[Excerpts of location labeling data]
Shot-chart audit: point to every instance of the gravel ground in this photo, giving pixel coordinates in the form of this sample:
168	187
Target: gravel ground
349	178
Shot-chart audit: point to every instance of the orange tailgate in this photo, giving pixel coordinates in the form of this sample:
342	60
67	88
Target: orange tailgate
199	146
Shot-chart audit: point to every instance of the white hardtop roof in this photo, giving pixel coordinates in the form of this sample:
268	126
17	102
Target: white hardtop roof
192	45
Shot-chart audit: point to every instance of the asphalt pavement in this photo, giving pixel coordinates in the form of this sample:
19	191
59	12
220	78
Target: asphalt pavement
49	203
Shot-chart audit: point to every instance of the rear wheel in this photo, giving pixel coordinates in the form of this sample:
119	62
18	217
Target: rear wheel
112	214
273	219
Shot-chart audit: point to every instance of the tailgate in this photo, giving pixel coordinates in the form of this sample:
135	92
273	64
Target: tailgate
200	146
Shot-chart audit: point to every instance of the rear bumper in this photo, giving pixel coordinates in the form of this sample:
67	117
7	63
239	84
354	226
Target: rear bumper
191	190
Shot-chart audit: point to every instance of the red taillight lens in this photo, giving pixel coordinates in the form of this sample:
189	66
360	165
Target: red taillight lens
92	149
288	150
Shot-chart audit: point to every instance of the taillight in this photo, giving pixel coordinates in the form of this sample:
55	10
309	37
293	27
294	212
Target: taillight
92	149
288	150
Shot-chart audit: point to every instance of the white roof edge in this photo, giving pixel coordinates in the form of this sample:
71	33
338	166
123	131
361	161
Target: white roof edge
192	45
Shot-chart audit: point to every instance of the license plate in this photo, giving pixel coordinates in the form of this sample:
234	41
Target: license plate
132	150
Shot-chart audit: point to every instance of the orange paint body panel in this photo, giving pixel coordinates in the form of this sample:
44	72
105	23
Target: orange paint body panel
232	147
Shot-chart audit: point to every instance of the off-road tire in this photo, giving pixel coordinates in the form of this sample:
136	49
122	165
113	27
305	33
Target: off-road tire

● **WHAT YOU NEED TO DO**: Please present every line of the items above as a numbered list, omitting any blank lines.

● **RESULT OF THIS EXERCISE**:
1. Shot-chart audit: point to every instance of the gravel ground in this photo, giving pixel coordinates in the form of this sample:
2. 168	187
3. Target: gravel ground
4. 349	178
5. Shot-chart audit: point to every instance of the orange tailgate in this photo, giving pixel coordinates in the form of this sample:
6. 342	60
7. 67	88
8. Target: orange tailgate
9. 199	146
10. Shot-chart audit: point to every instance of the white hardtop roof in this photo, giving pixel coordinates in the form of this sample:
11. 268	126
12. 17	102
13. Target: white hardtop roof
14. 192	45
15. Shot-chart audit: point to every instance of the asphalt pavement in this photo, giving pixel coordinates in the form of this sample:
16. 19	191
17. 59	12
18. 220	78
19. Target: asphalt pavement
20. 49	203
21. Shot-chart audit: point to every instance of the rear wheel in this photo, giving pixel coordinates in the form of this sample:
22. 119	62
23. 18	217
24. Target: rear wheel
25. 112	214
26. 273	219
27. Shot-chart audit: point to every instance of the tailgate in this photo, giving pixel coordinates in the form of this sample:
28. 135	92
29. 273	64
30. Target: tailgate
31. 200	146
32. Shot-chart audit: point to every instance of the rear bumper in this photo, giving pixel coordinates in the form of this sample:
33. 67	117
34. 7	63
35. 239	84
36. 354	226
37. Target: rear bumper
38. 191	190
39. Shot-chart audit: point to every instance of the red taillight lens in this photo, giving pixel coordinates in the form of this sample:
40. 189	66
41. 360	165
42. Target: red taillight lens
43. 92	149
44. 288	150
45. Shot-chart audit: point to every instance of the taillight in this photo, giving pixel coordinates in the form of this sample:
46. 55	10
47. 309	37
48. 293	27
49. 294	212
50. Target: taillight
51. 92	149
52. 288	150
53. Shot-chart audit: point to every instance of the white roof edge in this photo, giving pixel coordinates in the form of this sample:
54. 71	33
55. 338	166
56. 123	131
57. 361	161
58. Target: white roof edge
59. 192	45
60. Shot-chart audit: point to every instance of the license plate in this photo, giving pixel coordinates in the form of this sample:
61. 234	41
62. Target: license plate
63. 132	150
64. Shot-chart audit: point to every instance of the orange paint body panel in this photo, giving pixel coordinates in the form of this sample:
65. 44	72
66. 105	23
67. Target: orange paint body panel
68. 232	147
69. Shot-chart audit: point to every instance of the off-road tire in this photo, giving pixel coordinates in the form of this sample:
70. 136	49
71. 122	165
72. 113	27
73. 305	33
74. Target: off-road tire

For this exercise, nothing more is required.